━━━ Excerpted data ━━━
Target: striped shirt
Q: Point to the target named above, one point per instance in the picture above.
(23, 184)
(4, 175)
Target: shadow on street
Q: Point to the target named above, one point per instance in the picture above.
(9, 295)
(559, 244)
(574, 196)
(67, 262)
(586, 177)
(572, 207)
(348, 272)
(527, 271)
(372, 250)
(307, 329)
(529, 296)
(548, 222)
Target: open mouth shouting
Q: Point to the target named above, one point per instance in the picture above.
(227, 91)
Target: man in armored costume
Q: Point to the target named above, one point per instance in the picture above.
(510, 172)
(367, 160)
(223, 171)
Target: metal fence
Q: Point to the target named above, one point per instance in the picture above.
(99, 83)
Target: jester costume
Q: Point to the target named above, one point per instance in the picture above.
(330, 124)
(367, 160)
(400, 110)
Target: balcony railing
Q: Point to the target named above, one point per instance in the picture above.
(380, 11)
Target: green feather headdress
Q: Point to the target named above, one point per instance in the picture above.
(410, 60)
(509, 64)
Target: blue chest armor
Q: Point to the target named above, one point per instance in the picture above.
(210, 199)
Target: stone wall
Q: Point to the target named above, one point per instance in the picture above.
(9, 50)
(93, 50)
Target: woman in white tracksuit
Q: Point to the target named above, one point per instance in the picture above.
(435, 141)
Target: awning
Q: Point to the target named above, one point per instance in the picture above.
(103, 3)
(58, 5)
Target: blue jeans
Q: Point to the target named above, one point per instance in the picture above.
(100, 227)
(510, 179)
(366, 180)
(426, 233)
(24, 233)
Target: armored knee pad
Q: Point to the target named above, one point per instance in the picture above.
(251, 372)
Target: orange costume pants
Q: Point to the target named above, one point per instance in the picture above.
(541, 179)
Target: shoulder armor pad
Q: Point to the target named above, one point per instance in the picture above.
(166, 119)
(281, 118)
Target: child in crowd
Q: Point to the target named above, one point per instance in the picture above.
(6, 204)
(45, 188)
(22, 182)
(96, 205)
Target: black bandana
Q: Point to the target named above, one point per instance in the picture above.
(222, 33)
━━━
= Directions =
Rewrite the rows above with every "costume" swapped for "outfit", leaving everything else unchanged.

= Correct answer =
Target: striped shirt
Q: Point to the target named above, one point per instance in the picture above.
(23, 184)
(4, 175)
Target: shadow on street
Q: Point to the target named above, one point per instance in the picture above.
(9, 295)
(559, 244)
(574, 196)
(67, 262)
(586, 177)
(572, 207)
(348, 272)
(527, 271)
(372, 250)
(307, 329)
(529, 296)
(548, 222)
Target: open mouth shouting
Q: Point to the target named above, one point per instance in the picture above.
(227, 91)
Target: man in armored outfit
Q: Point to the target named above, one point per instance in the picture above.
(510, 172)
(367, 160)
(223, 171)
Target: metal fence
Q: Point to the target named above, one point per instance in the picture above.
(99, 83)
Target: jester outfit
Q: Point to the target named above, one point per instance in the picture above.
(330, 124)
(367, 160)
(400, 110)
Target: balcony railing
Q: Point to the target named above, one point per instance in the picture above.
(380, 11)
Target: green feather headdress
Q: Point to the target named above, one point per instance in the picture above.
(410, 60)
(509, 64)
Target: blue chest armor
Q: Point to the target named above, one point per instance in the picture above.
(210, 199)
Target: stone wall
Q: Point to the target named above, one point per instance in the picture above.
(9, 50)
(93, 50)
Target: woman in white tracksuit
Q: Point to the target named above, one point per instance in the picture above.
(435, 141)
Target: awning
Q: Point to the target named above, one point per instance in the picture above.
(103, 3)
(58, 5)
Target: blue jeans
Q: Point to the target named above, one point per instance in the picture above.
(100, 227)
(510, 179)
(366, 180)
(426, 233)
(24, 233)
Target: armored knee pad
Q: Point to the target named above, one point per instance in the picture above.
(251, 372)
Target: orange outfit pants
Q: Point to the target named above, one point per instance in the picture above.
(541, 179)
Target: shoulder armor pad
Q: Point to the target named above, one point per instance in the picture above.
(166, 119)
(281, 118)
Target: child in crowd
Q: Point to the target named above, one point per instance in the picture above.
(6, 204)
(45, 188)
(22, 182)
(96, 205)
Target: black bandana
Q: Point to the target named above, one point per instance in the picture above.
(222, 33)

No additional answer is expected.